- **SELECTED EXTRACT**:
-- Opening Marker --
Opinion

Mar. 12th, 2012 04:16 am
lolotehe: (Opinion)
[personal profile] lolotehe
"Where do you get your ideas?"

"There's this little store in Schenectady. Every month I send them a check for $25 and they send me a bundle of ideas," said Harlan Ellison.

Bruce says, "I get them while fucking your mom."

Both answers are asshole answers.



Yes, I do. I understand where the question comes from and I can appreciate the question. I've wondered it myself on occasion and I think being a douche about it helps no one.

I read a lot of non-fiction, for starters. I read history books, instruction manuals, and sociological papers. If someone says that they have a blood-pressure medication that reduces racist thought, I read that paper. If there's a theory about how mitochondria therapy helps kill cancer, I read it. There is a lot of wonderful stuff that happens in the real world that I think about. You want to know about how spaceships work? Hell, read some of the papers at eagle.org and learn about how we deal with ships and rigs today. There is too much information out there to be ignored.

I play word-games with friends. If someone makes a typo, I look at it and play with it. Just what is "schadenfudge"? Some of the best ideas you'll have aren't yours at all. I knew a guy who worked in an office downtown, but the elevator was so slow, everyone joked he worked "fifteen minutes from downtown". Play with mis-heard statements and go for the literal meaning of statements.

Hang out with people smarter and more accomplished than you are. I've got friends who were in the Peace Corps who have some fascinating tales of how people think about things. Listen to stories of people who came before. You're not as smart as you thought you were.

Live your life. I got new windows and housed an exchange student once. Both experiences gave me an idea for a deaf girl and aliens defeated by cicadas.
-- Closing Marker --
- **TASK**: Continue the post on where writers get their ideas, picking up right after its final sentence.

Stored items:
-- Opening Marker --
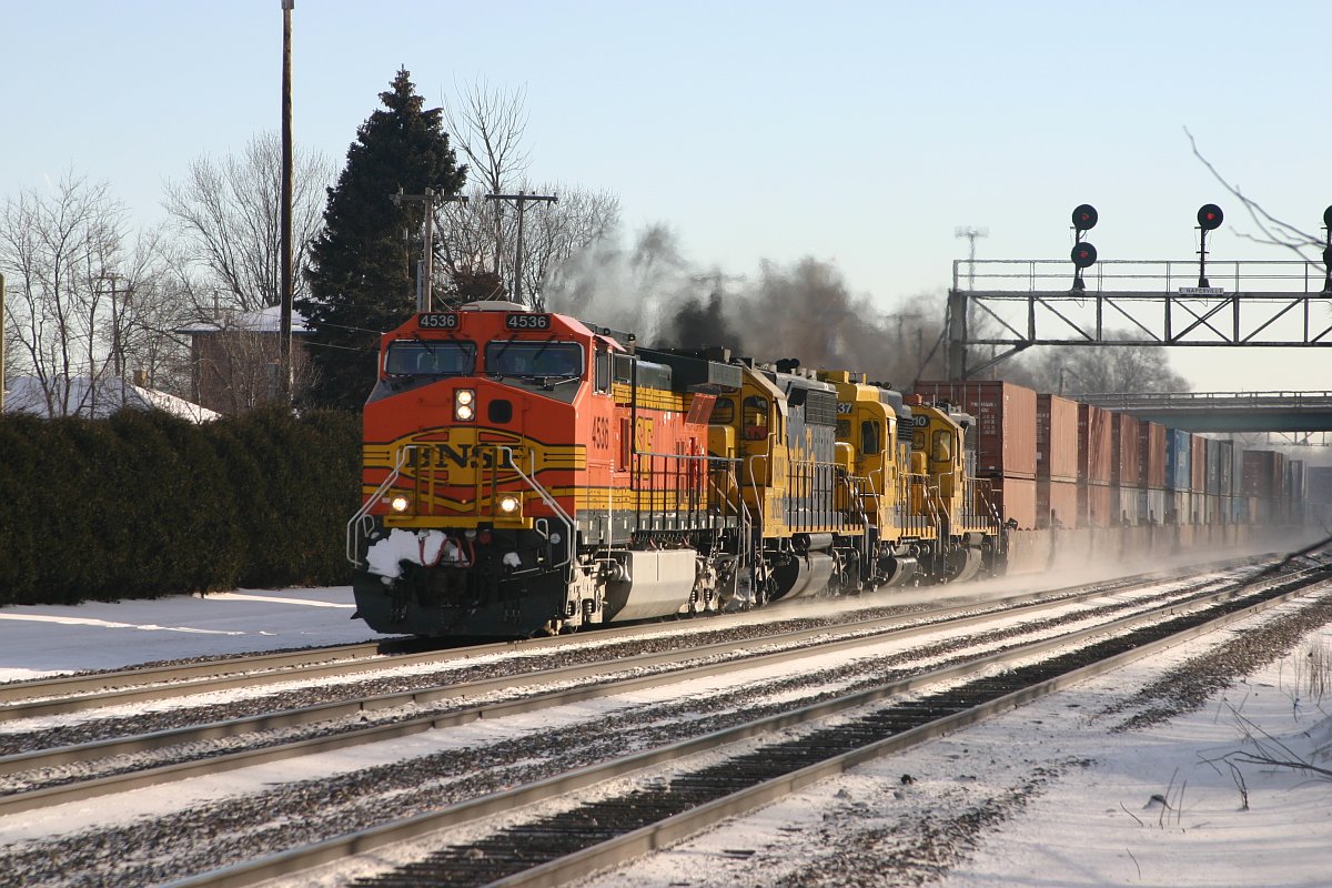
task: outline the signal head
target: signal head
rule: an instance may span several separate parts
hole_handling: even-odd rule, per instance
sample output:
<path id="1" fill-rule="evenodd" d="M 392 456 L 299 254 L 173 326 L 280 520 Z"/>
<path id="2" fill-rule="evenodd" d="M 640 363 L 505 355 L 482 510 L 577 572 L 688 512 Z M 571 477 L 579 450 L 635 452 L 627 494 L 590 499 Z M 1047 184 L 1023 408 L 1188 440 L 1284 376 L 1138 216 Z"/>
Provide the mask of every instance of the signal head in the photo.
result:
<path id="1" fill-rule="evenodd" d="M 1074 252 L 1070 258 L 1074 261 L 1076 268 L 1091 268 L 1096 264 L 1096 248 L 1087 241 L 1083 241 L 1082 244 L 1074 246 Z"/>
<path id="2" fill-rule="evenodd" d="M 1079 232 L 1090 232 L 1096 228 L 1096 220 L 1100 218 L 1096 214 L 1096 208 L 1091 204 L 1079 204 L 1074 208 L 1074 228 Z"/>

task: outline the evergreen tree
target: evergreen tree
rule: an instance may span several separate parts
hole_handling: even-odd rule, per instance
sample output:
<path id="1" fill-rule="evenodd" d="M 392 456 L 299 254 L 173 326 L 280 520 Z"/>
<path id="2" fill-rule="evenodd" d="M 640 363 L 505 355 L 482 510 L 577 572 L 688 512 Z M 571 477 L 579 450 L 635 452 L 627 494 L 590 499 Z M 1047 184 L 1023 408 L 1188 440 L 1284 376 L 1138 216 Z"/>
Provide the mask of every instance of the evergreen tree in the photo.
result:
<path id="1" fill-rule="evenodd" d="M 310 296 L 296 308 L 313 333 L 317 379 L 309 401 L 320 406 L 358 410 L 374 385 L 378 333 L 416 312 L 426 210 L 421 201 L 397 202 L 394 196 L 428 188 L 452 196 L 466 181 L 440 109 L 424 109 L 409 77 L 398 71 L 380 93 L 388 111 L 376 111 L 357 130 L 346 166 L 328 189 L 324 232 L 310 248 Z"/>

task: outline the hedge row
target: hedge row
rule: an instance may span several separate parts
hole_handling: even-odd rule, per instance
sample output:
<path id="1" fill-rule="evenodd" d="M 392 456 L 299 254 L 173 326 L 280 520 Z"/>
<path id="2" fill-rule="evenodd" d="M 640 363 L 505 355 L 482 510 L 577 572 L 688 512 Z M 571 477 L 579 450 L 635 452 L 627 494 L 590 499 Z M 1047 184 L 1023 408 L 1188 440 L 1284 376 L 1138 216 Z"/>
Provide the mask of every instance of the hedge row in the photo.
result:
<path id="1" fill-rule="evenodd" d="M 0 417 L 0 604 L 340 584 L 360 418 Z"/>

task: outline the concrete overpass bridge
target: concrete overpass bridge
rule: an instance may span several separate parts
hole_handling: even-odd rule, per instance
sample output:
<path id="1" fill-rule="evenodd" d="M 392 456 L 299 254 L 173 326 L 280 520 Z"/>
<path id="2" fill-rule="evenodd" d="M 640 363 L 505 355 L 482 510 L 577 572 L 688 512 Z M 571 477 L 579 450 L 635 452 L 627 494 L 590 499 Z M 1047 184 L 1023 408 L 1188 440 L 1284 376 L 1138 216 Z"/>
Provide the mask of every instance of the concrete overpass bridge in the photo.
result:
<path id="1" fill-rule="evenodd" d="M 1332 391 L 1183 391 L 1074 395 L 1185 431 L 1332 431 Z"/>

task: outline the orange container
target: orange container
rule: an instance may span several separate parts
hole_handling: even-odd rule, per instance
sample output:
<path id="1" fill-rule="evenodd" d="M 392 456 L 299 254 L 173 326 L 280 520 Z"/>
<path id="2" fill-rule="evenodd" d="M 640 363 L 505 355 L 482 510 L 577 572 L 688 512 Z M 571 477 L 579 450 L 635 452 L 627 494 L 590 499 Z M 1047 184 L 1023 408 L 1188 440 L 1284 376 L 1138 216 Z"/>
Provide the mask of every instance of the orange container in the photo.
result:
<path id="1" fill-rule="evenodd" d="M 1166 487 L 1166 426 L 1159 422 L 1138 423 L 1138 486 Z"/>
<path id="2" fill-rule="evenodd" d="M 1078 405 L 1078 481 L 1108 485 L 1111 475 L 1110 410 Z"/>
<path id="3" fill-rule="evenodd" d="M 1078 481 L 1078 402 L 1036 395 L 1036 477 Z"/>
<path id="4" fill-rule="evenodd" d="M 1078 482 L 1056 478 L 1036 479 L 1036 527 L 1058 521 L 1063 527 L 1078 526 Z"/>
<path id="5" fill-rule="evenodd" d="M 1124 413 L 1111 414 L 1110 482 L 1112 485 L 1138 487 L 1138 417 Z"/>
<path id="6" fill-rule="evenodd" d="M 976 474 L 1036 477 L 1036 393 L 1002 379 L 918 382 L 926 401 L 958 405 L 976 421 Z"/>

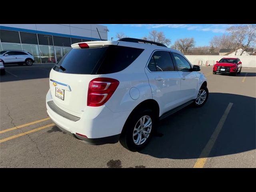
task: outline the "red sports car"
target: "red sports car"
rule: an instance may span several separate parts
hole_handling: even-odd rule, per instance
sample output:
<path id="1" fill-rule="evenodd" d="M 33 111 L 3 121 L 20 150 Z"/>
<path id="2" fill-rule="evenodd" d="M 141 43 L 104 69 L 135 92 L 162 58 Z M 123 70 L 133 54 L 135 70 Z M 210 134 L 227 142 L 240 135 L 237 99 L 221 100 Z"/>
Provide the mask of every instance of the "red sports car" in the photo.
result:
<path id="1" fill-rule="evenodd" d="M 213 74 L 221 73 L 236 76 L 242 70 L 242 62 L 239 58 L 222 58 L 213 66 Z"/>

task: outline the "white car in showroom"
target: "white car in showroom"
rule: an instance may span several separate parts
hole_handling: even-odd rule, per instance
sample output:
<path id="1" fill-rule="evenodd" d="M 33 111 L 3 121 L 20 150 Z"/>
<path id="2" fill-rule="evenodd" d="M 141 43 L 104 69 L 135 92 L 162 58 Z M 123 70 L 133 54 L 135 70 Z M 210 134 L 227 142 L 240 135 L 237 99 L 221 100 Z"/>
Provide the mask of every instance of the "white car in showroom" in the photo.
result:
<path id="1" fill-rule="evenodd" d="M 124 38 L 72 47 L 50 72 L 46 105 L 61 130 L 86 143 L 140 150 L 158 120 L 207 100 L 200 67 L 162 44 Z"/>
<path id="2" fill-rule="evenodd" d="M 0 51 L 0 59 L 4 64 L 18 64 L 23 65 L 25 64 L 31 66 L 35 60 L 32 54 L 25 51 L 17 50 L 4 50 Z"/>

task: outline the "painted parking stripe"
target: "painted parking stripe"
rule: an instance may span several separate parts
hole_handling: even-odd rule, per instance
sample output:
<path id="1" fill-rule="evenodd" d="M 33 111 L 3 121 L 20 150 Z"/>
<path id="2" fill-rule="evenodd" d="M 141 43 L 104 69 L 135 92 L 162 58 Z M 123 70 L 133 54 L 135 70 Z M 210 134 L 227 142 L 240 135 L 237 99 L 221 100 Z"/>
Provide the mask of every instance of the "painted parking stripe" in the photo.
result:
<path id="1" fill-rule="evenodd" d="M 228 115 L 232 105 L 232 103 L 229 103 L 228 104 L 228 105 L 225 110 L 225 112 L 224 112 L 224 114 L 223 114 L 220 120 L 217 127 L 216 127 L 212 135 L 212 136 L 211 136 L 211 138 L 208 141 L 207 144 L 206 144 L 206 145 L 202 151 L 199 156 L 199 158 L 198 159 L 196 162 L 195 164 L 194 168 L 202 168 L 204 167 L 204 164 L 207 160 L 207 157 L 209 156 L 209 154 L 212 150 L 212 147 L 214 144 L 220 132 L 221 129 L 223 126 L 224 123 L 226 121 L 226 119 L 228 116 Z"/>
<path id="2" fill-rule="evenodd" d="M 244 76 L 244 78 L 243 79 L 243 80 L 242 81 L 242 83 L 244 83 L 244 81 L 245 81 L 245 79 L 246 78 L 246 75 L 247 75 L 247 74 L 248 73 L 246 73 L 245 74 L 245 75 Z"/>
<path id="3" fill-rule="evenodd" d="M 18 76 L 17 76 L 17 75 L 14 75 L 14 74 L 12 74 L 12 73 L 11 73 L 11 72 L 8 72 L 8 71 L 7 71 L 7 70 L 5 70 L 5 72 L 7 72 L 7 73 L 9 73 L 9 74 L 11 74 L 11 75 L 13 75 L 13 76 L 14 76 L 14 77 L 18 77 Z"/>
<path id="4" fill-rule="evenodd" d="M 37 121 L 33 121 L 33 122 L 31 122 L 30 123 L 26 123 L 26 124 L 23 124 L 23 125 L 19 125 L 18 126 L 13 127 L 12 128 L 10 128 L 9 129 L 5 129 L 2 131 L 0 131 L 0 134 L 1 133 L 7 132 L 8 131 L 12 131 L 12 130 L 14 130 L 15 129 L 19 129 L 20 128 L 22 128 L 22 127 L 26 127 L 27 126 L 33 125 L 34 124 L 36 124 L 36 123 L 38 123 L 40 122 L 42 122 L 42 121 L 46 121 L 47 120 L 49 120 L 49 119 L 50 119 L 50 118 L 48 117 L 47 118 L 40 119 L 40 120 L 38 120 Z"/>
<path id="5" fill-rule="evenodd" d="M 54 125 L 55 124 L 54 123 L 52 123 L 51 124 L 46 125 L 45 126 L 43 126 L 42 127 L 39 127 L 36 129 L 32 129 L 32 130 L 30 130 L 30 131 L 26 131 L 26 132 L 24 132 L 24 133 L 22 133 L 17 135 L 15 135 L 13 136 L 11 136 L 10 137 L 1 139 L 1 140 L 0 140 L 0 143 L 4 142 L 5 141 L 8 141 L 9 140 L 11 140 L 11 139 L 15 139 L 15 138 L 17 138 L 17 137 L 20 137 L 22 136 L 23 136 L 24 135 L 26 135 L 30 133 L 33 133 L 33 132 L 35 132 L 40 130 L 42 130 L 42 129 L 45 129 L 46 128 L 47 128 L 48 127 L 52 127 L 52 126 L 54 126 Z"/>

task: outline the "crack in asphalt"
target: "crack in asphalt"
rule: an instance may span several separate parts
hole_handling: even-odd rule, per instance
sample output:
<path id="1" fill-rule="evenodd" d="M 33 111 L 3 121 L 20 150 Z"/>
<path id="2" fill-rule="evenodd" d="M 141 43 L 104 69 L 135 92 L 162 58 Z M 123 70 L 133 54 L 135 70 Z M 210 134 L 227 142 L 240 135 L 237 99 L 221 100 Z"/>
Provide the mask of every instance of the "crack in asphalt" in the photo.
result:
-- Closing Marker --
- **RESULT OF THE EXERCISE**:
Start from the end. I wrote a ghost story based on the advice that "if you sleep on your left side, you won't get heartburn."

Talk to people outside your area of expertise. My frustration with people who aren't "computer literate" gave me a story about humans, our ability to anticipate actions, and a robot that didn't know the difference between a pile of junk and six-years-old child.

Play. If ideas were physical things that could be taken from you, or if hours were something you could pack up and ship to someone...both are playing with the meanings we give things. Be literal. See what happens.

Do you have pets? Do you talk for them?

Ask "what if?" I hate smart-phone and how they make people behave.

Read read read. If someone says they write more than they read, avoid them. Always read and ask questions.

Watch the TED talks.

Don't be too serious and never take criticism personally. If they don't get it, you haven't been clear enough.

Listen.

My buddy Dan and I were talking about the movie Moon in a Chinese restaurant and I leaned over and asked the only other person there if we were ruining the film for him. This kid said he thought we were talking about work.

What kind of work would we be doing to have that conversation?

Make assumptions and second guess everything. You'll be wrong about the truth, but you might get an idea.